%%

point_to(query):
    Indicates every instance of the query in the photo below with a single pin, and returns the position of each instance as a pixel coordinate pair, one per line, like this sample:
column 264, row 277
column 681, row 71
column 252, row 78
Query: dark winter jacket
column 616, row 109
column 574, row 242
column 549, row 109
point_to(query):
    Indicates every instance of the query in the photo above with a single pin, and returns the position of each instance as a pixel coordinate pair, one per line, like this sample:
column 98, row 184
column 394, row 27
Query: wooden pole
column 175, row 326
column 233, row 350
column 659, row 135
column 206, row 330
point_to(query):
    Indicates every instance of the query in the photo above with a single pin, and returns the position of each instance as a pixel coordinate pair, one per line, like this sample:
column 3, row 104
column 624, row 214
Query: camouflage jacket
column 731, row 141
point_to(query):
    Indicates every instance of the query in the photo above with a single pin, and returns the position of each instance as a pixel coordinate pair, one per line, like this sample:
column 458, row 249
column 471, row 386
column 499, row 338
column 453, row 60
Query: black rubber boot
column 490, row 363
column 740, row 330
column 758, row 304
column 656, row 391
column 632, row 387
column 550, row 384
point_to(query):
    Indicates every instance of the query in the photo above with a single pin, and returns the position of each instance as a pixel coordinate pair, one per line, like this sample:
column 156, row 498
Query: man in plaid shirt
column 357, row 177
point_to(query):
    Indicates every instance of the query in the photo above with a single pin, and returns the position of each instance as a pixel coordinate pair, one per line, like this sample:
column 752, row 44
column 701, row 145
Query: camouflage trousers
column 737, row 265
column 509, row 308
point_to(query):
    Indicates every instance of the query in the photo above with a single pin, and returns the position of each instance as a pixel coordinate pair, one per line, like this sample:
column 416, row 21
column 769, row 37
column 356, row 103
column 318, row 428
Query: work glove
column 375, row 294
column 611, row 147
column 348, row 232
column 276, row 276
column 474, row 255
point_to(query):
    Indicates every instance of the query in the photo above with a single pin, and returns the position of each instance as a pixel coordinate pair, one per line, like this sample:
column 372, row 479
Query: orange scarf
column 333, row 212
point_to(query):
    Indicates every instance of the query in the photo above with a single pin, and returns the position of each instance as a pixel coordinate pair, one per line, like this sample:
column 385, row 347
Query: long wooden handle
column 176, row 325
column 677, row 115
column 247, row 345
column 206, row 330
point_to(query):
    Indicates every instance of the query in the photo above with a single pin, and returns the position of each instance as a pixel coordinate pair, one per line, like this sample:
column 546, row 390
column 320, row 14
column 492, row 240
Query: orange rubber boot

%%

### What is expected:
Reproduce all of the data above word for word, keeping every line in its original order.

### Expected answer:
point_to(query):
    Indicates every instance of the query in the photo below with a single pin, and returns the position of each instance as a pixel coordinate pair, one per line, like this sample:
column 264, row 277
column 681, row 71
column 252, row 78
Query: dark winter jacket
column 616, row 109
column 574, row 242
column 549, row 109
point_to(query):
    Indicates every instance of the query in the photo above with a single pin, and returns the position of each instance as a pixel coordinate pair, one per line, like this sample:
column 98, row 184
column 394, row 27
Query: wooden pole
column 175, row 326
column 233, row 350
column 659, row 135
column 206, row 330
point_to(query):
    Indicates every instance of the query in the photo above with a single pin, and returns the position of each instance as a pixel coordinate pair, one per line, like this sample:
column 3, row 104
column 624, row 214
Query: camouflage jacket
column 731, row 141
point_to(query):
    Indicates every instance of the query in the photo above with a single pin, and returns the position of each instance as a pixel coordinate pair, one per line, like this sample:
column 458, row 249
column 471, row 386
column 499, row 338
column 453, row 60
Query: black rubber boot
column 490, row 363
column 740, row 330
column 758, row 304
column 656, row 391
column 632, row 387
column 550, row 384
point_to(query):
    Indicates every instance of the query in the photo above with a single pin, and returns the position of each instance as a pixel coordinate pair, one per line, like this sample:
column 156, row 498
Query: man in plaid shirt
column 357, row 177
point_to(query):
    Indicates every instance of the query in the photo above with a single pin, and returns the position of each instance as a pixel coordinate pair, one per line, like this sample:
column 752, row 44
column 701, row 145
Query: camouflage trousers
column 737, row 265
column 509, row 308
point_to(query):
    Indicates every instance of the query in the photo above with a single pin, and returns the position of each instance as a pixel coordinate pair, one per line, like this sample:
column 416, row 21
column 769, row 37
column 356, row 103
column 318, row 428
Query: work glove
column 375, row 294
column 611, row 147
column 348, row 232
column 276, row 276
column 474, row 255
point_to(query):
    Indicates every instance of the query in the photo above with a single pin, and returns the position of each instance as a pixel coordinate pair, one per line, like this sample:
column 372, row 479
Query: orange scarf
column 333, row 212
point_to(query):
    Indicates every instance of the query in the photo above with a single pin, and returns the position of each instance as a pixel coordinate pair, one per line, like this sample:
column 385, row 347
Query: long wooden handle
column 176, row 325
column 677, row 115
column 247, row 345
column 206, row 330
point_to(query):
    Indicates every instance of the query in the photo above with a single pin, and returns the position of each instance as a pixel coordinate pair, one per line, like this sample:
column 546, row 390
column 320, row 14
column 492, row 240
Query: orange rubber boot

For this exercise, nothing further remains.